What is required: Give the listing again in full and exactly, apart from its pictures.

Raw data:
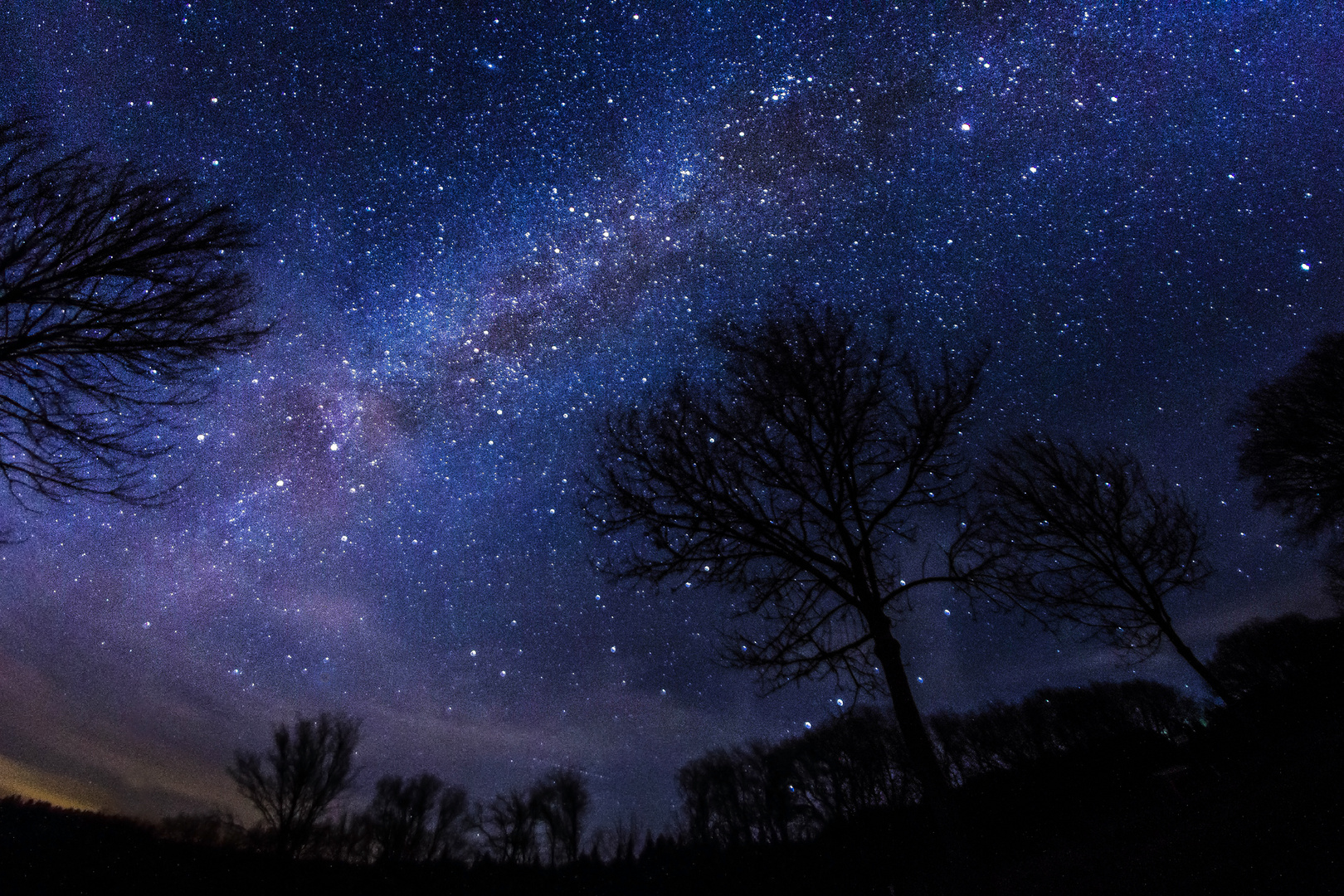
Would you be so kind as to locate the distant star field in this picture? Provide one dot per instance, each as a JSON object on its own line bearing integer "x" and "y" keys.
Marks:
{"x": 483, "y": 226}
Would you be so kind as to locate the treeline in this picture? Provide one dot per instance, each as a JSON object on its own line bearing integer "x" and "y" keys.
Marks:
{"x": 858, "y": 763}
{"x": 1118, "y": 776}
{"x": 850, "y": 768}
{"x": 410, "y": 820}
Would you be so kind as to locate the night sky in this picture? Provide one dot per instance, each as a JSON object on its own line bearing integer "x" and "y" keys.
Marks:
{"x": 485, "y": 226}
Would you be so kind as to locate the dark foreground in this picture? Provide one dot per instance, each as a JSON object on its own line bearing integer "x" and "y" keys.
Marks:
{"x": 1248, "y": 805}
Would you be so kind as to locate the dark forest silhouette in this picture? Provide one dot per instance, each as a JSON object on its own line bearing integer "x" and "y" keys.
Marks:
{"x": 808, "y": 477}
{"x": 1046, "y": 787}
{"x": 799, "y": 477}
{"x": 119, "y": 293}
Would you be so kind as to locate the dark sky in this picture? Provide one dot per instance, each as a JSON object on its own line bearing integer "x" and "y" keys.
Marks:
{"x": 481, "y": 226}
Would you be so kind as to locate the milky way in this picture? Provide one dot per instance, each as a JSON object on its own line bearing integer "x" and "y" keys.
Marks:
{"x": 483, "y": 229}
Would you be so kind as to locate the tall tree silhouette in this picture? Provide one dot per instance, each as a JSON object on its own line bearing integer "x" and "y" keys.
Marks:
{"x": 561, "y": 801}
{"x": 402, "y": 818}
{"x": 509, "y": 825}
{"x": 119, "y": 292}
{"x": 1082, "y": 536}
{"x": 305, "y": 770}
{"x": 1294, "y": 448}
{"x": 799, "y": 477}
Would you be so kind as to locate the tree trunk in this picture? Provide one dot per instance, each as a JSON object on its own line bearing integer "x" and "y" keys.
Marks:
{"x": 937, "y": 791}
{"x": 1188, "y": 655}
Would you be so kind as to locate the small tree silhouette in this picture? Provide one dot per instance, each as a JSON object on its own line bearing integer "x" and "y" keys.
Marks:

Task output:
Would you be so kind as to locate the distant star field in this picture? Provide one dot per instance, each as a JSON object on its own line bearing integer "x" and "y" keys.
Marks:
{"x": 483, "y": 226}
Would you be so kind as to locate the treeline in this picture? Provide one dot per instance, each as a JSON object on its own line bearing integer "x" and "y" keys.
Marks:
{"x": 858, "y": 763}
{"x": 1118, "y": 776}
{"x": 850, "y": 768}
{"x": 410, "y": 820}
Would you be so kind as to locate the night sky in this picture? Provide one dot per instance, each as a JSON object on its own line bearing integer "x" and "y" keys.
Marks:
{"x": 485, "y": 226}
Would you be so kind as to locate the dark foreground in this picture? Provide one dot per instance, each as a JSON object on its own line bearing integer "x" and "y" keys.
Marks:
{"x": 1248, "y": 805}
Would you be so kind as to locate the dark forest silhouette in this picture? Provide one dot per instance, each as a JSON object on its own line bearing integer "x" and "y" keys.
Marks:
{"x": 808, "y": 477}
{"x": 1046, "y": 787}
{"x": 799, "y": 477}
{"x": 119, "y": 293}
Would you be so kind as to locate the dark sky in this picture? Provide one dot per instance, each as a JSON object on its own line bearing integer "x" and "y" keys.
Marks:
{"x": 481, "y": 226}
Would you be so kind as to locate the milky way in this picture? Provide one dot per instance, each as a JSON object on its own line bearing integer "x" and "y" keys.
Marks:
{"x": 483, "y": 229}
Would you be so kind as to locate the tall tree silhouette in this picture? Provide one dot per instance, each as a JSON object on its own line bearing integer "x" and "y" keys.
Marks:
{"x": 561, "y": 801}
{"x": 402, "y": 818}
{"x": 509, "y": 825}
{"x": 119, "y": 292}
{"x": 1082, "y": 536}
{"x": 305, "y": 770}
{"x": 1294, "y": 448}
{"x": 799, "y": 477}
Would you be so kind as to locate the tree trunk in this picture? Provide one dot per instance, each as a JSON object on its own line bearing integer "x" and "y" keys.
Marks:
{"x": 937, "y": 791}
{"x": 1188, "y": 655}
Would you be so kind as to locate the small tree silhouette in this picture? Provide one dot per instance, each as a JSON object on its own line bearing integer "x" and "y" keys.
Marks:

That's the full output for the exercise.